INFORMATION SUPPLIED: Begin

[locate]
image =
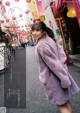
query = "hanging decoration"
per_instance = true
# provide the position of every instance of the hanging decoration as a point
(13, 18)
(7, 3)
(28, 1)
(26, 12)
(20, 15)
(2, 21)
(7, 20)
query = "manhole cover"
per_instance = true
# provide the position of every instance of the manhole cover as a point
(2, 109)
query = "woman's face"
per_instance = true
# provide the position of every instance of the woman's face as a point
(37, 34)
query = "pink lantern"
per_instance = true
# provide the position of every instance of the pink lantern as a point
(7, 20)
(7, 3)
(26, 12)
(16, 0)
(28, 1)
(13, 18)
(2, 21)
(20, 15)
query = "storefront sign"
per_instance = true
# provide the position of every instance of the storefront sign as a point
(76, 4)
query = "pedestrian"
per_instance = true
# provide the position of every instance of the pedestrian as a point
(53, 72)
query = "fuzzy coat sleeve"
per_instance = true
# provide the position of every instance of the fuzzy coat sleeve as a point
(52, 61)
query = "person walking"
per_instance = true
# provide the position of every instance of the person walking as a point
(53, 72)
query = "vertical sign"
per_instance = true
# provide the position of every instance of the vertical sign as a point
(76, 4)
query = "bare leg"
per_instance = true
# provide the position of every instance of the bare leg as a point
(65, 108)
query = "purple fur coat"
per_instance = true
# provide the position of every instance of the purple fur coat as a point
(53, 72)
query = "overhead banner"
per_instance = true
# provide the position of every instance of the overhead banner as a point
(76, 4)
(33, 9)
(46, 3)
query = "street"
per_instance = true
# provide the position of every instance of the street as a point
(21, 90)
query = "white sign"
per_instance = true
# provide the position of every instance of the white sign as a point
(51, 23)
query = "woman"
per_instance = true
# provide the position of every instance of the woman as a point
(53, 72)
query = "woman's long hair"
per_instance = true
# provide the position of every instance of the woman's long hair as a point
(42, 26)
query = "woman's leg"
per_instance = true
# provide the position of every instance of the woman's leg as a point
(69, 106)
(65, 108)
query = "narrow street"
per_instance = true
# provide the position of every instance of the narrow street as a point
(21, 90)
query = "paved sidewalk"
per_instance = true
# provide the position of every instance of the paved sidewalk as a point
(75, 59)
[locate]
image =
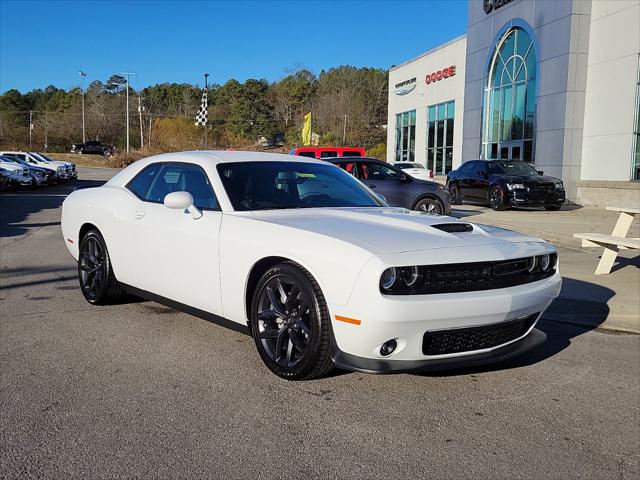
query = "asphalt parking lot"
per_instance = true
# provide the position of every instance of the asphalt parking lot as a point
(140, 390)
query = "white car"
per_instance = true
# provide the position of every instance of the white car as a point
(318, 268)
(416, 170)
(64, 170)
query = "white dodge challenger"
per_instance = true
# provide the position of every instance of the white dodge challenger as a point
(321, 271)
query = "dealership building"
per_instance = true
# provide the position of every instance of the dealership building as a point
(554, 83)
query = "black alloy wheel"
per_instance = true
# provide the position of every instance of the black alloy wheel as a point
(429, 205)
(290, 323)
(95, 273)
(496, 199)
(454, 191)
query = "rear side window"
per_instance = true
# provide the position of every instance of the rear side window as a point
(141, 183)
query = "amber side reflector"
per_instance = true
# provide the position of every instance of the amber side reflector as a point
(348, 320)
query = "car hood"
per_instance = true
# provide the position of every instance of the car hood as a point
(12, 167)
(389, 230)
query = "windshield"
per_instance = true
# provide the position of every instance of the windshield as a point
(511, 168)
(9, 160)
(40, 156)
(279, 185)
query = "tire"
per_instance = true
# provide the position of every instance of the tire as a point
(429, 205)
(496, 199)
(294, 344)
(454, 191)
(95, 273)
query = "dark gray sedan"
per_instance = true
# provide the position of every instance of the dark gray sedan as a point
(399, 189)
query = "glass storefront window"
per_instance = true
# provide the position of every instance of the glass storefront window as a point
(440, 126)
(406, 136)
(508, 128)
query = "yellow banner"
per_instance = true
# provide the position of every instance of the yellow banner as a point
(306, 130)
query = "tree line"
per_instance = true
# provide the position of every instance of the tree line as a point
(349, 107)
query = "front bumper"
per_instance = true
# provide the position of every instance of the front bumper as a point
(406, 318)
(376, 365)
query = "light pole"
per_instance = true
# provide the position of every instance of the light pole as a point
(127, 75)
(83, 76)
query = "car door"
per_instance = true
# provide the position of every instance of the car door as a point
(176, 255)
(387, 181)
(464, 179)
(480, 188)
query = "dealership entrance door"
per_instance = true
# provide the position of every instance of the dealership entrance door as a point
(510, 150)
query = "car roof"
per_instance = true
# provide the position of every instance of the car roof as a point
(352, 159)
(227, 156)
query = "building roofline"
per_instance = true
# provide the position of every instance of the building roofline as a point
(457, 39)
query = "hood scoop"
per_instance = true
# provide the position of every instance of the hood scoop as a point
(454, 227)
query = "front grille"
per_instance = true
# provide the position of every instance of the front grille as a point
(454, 227)
(469, 277)
(475, 338)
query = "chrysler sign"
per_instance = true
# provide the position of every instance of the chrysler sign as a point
(489, 5)
(405, 87)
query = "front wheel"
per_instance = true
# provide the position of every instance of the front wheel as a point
(290, 323)
(496, 199)
(95, 272)
(429, 205)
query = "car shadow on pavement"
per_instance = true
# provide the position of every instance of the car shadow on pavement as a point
(17, 205)
(566, 319)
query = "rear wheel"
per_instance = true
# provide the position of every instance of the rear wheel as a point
(290, 323)
(496, 198)
(95, 273)
(429, 205)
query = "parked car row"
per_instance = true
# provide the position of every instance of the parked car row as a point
(23, 169)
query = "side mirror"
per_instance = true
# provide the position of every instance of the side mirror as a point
(182, 201)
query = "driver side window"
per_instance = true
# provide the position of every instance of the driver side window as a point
(156, 181)
(376, 171)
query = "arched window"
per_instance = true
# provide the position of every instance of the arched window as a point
(510, 99)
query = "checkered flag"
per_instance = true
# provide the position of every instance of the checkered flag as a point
(202, 116)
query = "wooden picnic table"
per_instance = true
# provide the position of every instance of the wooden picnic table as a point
(612, 243)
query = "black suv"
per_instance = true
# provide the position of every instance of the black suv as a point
(504, 183)
(93, 146)
(398, 188)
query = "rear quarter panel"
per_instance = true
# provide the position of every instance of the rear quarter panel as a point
(109, 209)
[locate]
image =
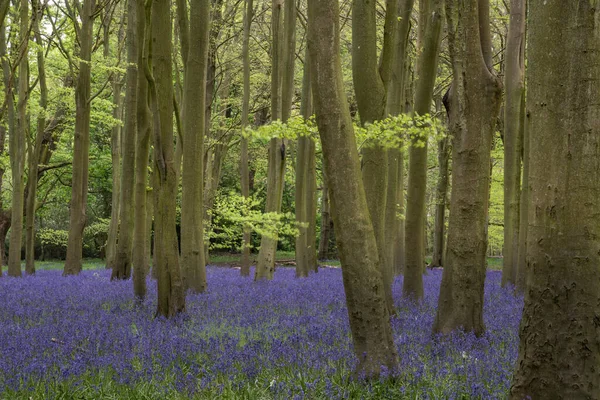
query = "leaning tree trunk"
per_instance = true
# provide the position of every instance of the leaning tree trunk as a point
(141, 233)
(194, 98)
(265, 267)
(81, 143)
(171, 293)
(17, 147)
(514, 77)
(363, 282)
(441, 194)
(559, 350)
(417, 169)
(34, 157)
(370, 80)
(122, 259)
(244, 158)
(474, 102)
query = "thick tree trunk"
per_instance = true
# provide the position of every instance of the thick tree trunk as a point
(171, 292)
(244, 158)
(121, 264)
(265, 266)
(514, 83)
(143, 202)
(81, 145)
(34, 157)
(370, 80)
(17, 147)
(559, 350)
(363, 282)
(417, 169)
(441, 195)
(194, 98)
(474, 102)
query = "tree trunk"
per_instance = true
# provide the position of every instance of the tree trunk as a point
(194, 98)
(34, 156)
(244, 158)
(171, 293)
(474, 102)
(141, 233)
(514, 83)
(81, 143)
(363, 282)
(559, 350)
(17, 147)
(265, 266)
(417, 169)
(370, 81)
(121, 263)
(441, 195)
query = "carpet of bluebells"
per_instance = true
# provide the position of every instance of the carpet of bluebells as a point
(84, 337)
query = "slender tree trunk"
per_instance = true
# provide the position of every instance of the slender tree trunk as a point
(524, 207)
(363, 282)
(441, 195)
(121, 264)
(559, 350)
(36, 151)
(171, 293)
(81, 145)
(244, 158)
(514, 83)
(417, 170)
(192, 221)
(17, 147)
(265, 267)
(370, 80)
(474, 102)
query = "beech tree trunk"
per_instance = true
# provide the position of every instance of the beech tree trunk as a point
(417, 170)
(363, 282)
(171, 292)
(194, 124)
(559, 350)
(17, 147)
(81, 142)
(121, 263)
(474, 102)
(514, 83)
(265, 266)
(244, 158)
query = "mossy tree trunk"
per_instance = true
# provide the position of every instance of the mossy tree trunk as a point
(17, 146)
(417, 169)
(559, 350)
(474, 102)
(363, 282)
(194, 124)
(81, 145)
(171, 291)
(514, 114)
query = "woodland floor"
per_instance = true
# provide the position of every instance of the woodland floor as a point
(84, 338)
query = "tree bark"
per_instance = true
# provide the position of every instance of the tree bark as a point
(417, 170)
(265, 266)
(81, 145)
(363, 281)
(441, 195)
(514, 83)
(121, 264)
(244, 158)
(559, 350)
(171, 293)
(17, 147)
(474, 102)
(194, 124)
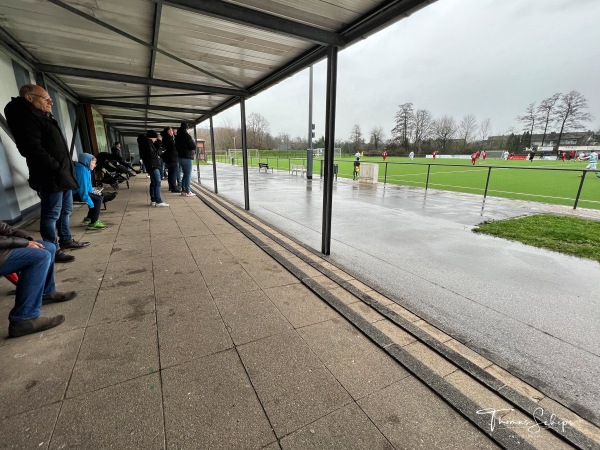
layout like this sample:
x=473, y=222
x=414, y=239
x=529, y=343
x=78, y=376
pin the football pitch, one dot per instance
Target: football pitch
x=547, y=181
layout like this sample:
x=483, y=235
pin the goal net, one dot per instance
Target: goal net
x=319, y=152
x=237, y=153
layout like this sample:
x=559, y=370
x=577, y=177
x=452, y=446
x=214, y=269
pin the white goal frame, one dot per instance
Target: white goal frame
x=237, y=153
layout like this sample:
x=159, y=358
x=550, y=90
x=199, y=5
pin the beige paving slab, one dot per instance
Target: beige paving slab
x=294, y=387
x=359, y=365
x=210, y=404
x=115, y=352
x=29, y=430
x=299, y=305
x=189, y=328
x=347, y=428
x=125, y=416
x=36, y=370
x=123, y=303
x=411, y=416
x=250, y=316
x=229, y=280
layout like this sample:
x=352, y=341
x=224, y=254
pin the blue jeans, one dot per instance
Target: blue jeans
x=186, y=166
x=173, y=176
x=56, y=207
x=155, y=185
x=35, y=268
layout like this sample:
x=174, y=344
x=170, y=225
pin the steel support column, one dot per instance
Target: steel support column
x=244, y=154
x=212, y=146
x=329, y=146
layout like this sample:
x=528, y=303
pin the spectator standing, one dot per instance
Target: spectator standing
x=151, y=154
x=171, y=159
x=186, y=151
x=51, y=173
x=83, y=171
x=34, y=263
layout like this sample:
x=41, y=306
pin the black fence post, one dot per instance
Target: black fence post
x=487, y=182
x=580, y=188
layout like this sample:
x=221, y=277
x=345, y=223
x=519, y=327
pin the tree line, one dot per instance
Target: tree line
x=419, y=131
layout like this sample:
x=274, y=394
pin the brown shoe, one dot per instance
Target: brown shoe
x=25, y=327
x=57, y=297
x=62, y=256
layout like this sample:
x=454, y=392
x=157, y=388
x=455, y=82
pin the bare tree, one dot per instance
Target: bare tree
x=467, y=128
x=422, y=126
x=444, y=130
x=545, y=112
x=485, y=129
x=528, y=120
x=257, y=129
x=356, y=137
x=403, y=128
x=570, y=113
x=377, y=136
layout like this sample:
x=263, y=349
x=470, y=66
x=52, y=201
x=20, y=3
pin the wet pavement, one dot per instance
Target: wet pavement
x=534, y=312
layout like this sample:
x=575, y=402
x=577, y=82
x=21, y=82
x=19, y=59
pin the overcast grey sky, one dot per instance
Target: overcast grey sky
x=489, y=58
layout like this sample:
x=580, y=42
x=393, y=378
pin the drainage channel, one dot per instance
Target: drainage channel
x=465, y=380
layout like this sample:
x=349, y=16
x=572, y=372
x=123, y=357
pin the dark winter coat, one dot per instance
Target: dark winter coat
x=11, y=238
x=186, y=147
x=149, y=153
x=168, y=142
x=40, y=140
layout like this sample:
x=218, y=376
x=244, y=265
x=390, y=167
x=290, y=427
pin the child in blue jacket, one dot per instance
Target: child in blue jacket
x=83, y=172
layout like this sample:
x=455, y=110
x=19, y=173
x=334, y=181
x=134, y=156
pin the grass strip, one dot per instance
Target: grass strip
x=569, y=235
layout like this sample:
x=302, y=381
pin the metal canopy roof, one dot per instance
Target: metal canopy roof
x=148, y=63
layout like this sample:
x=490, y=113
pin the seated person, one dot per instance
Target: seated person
x=33, y=262
x=83, y=172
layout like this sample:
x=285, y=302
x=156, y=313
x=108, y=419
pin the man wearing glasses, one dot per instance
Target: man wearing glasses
x=51, y=173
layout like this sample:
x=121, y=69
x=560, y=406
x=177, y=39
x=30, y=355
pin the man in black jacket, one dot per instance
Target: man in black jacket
x=33, y=262
x=186, y=152
x=51, y=173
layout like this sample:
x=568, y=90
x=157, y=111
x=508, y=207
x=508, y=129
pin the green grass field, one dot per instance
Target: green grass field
x=509, y=179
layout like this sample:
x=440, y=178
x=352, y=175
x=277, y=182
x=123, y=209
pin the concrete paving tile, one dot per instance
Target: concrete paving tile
x=127, y=272
x=366, y=312
x=506, y=412
x=250, y=316
x=190, y=329
x=123, y=303
x=36, y=370
x=130, y=252
x=430, y=358
x=115, y=352
x=210, y=404
x=125, y=416
x=293, y=385
x=268, y=273
x=412, y=416
x=398, y=335
x=359, y=365
x=299, y=305
x=29, y=430
x=348, y=428
x=230, y=280
x=77, y=312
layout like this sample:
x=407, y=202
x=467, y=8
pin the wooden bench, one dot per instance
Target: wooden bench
x=264, y=166
x=297, y=168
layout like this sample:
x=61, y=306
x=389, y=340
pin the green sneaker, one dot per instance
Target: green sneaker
x=97, y=225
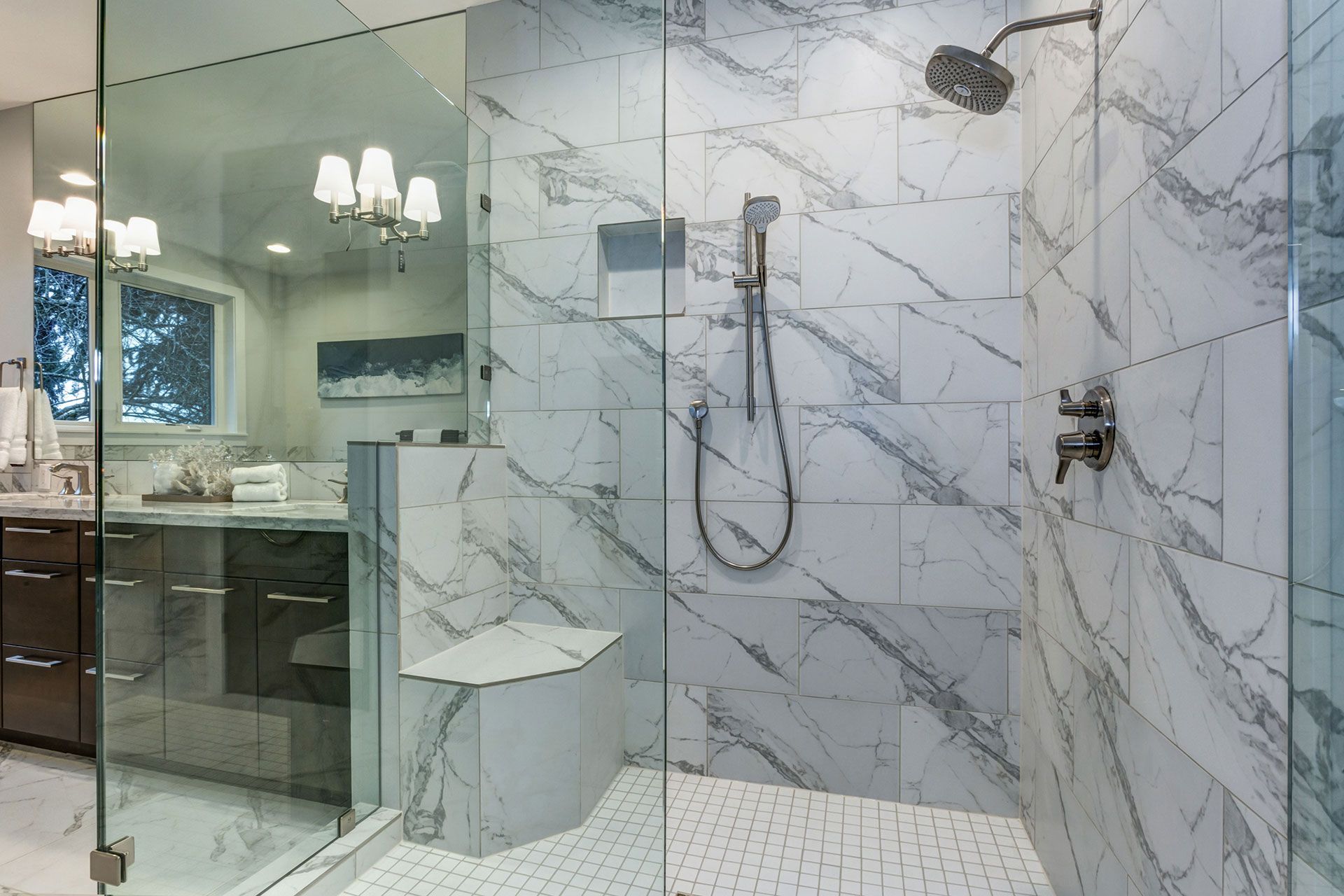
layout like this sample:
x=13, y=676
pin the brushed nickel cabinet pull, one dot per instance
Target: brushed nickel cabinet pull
x=302, y=598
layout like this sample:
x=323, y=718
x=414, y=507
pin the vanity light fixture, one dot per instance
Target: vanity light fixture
x=379, y=202
x=77, y=222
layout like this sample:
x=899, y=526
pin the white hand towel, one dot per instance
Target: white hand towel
x=261, y=492
x=46, y=444
x=10, y=414
x=258, y=475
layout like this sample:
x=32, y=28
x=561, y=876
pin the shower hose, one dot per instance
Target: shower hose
x=784, y=454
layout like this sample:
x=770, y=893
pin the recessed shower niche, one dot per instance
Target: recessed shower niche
x=629, y=267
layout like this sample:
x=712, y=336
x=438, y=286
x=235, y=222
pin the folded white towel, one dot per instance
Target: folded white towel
x=46, y=444
x=14, y=426
x=258, y=475
x=261, y=492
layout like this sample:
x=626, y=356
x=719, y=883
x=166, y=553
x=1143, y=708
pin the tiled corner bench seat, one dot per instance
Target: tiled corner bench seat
x=510, y=736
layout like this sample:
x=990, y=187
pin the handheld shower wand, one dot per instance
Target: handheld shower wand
x=757, y=213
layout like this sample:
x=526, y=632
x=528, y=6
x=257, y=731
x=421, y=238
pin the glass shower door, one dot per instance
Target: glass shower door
x=265, y=330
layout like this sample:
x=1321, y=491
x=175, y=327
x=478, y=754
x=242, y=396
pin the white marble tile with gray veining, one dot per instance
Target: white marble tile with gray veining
x=587, y=188
x=879, y=58
x=1209, y=230
x=574, y=30
x=562, y=453
x=543, y=281
x=832, y=746
x=899, y=253
x=1209, y=668
x=961, y=556
x=714, y=251
x=941, y=657
x=906, y=454
x=1166, y=479
x=961, y=351
x=733, y=81
x=549, y=109
x=948, y=152
x=733, y=643
x=811, y=164
x=958, y=761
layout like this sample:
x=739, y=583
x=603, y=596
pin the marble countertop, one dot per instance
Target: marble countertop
x=514, y=652
x=296, y=516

INFORMATION SUPPLIED: End

> **REQUIRED WORK**: What you return must be the lines above that run from the line with "Target: tree line" to the line with "pin the bare tree, one dot per instance", inclusive, each copied exactly.

> **TASK ANSWER**:
Target: tree line
x=419, y=131
layout like this sample:
x=274, y=394
pin the brown shoe, one dot per instance
Target: brown shoe
x=25, y=327
x=57, y=297
x=62, y=256
layout like this sample:
x=454, y=392
x=157, y=388
x=455, y=82
pin the bare tree, one dot per instance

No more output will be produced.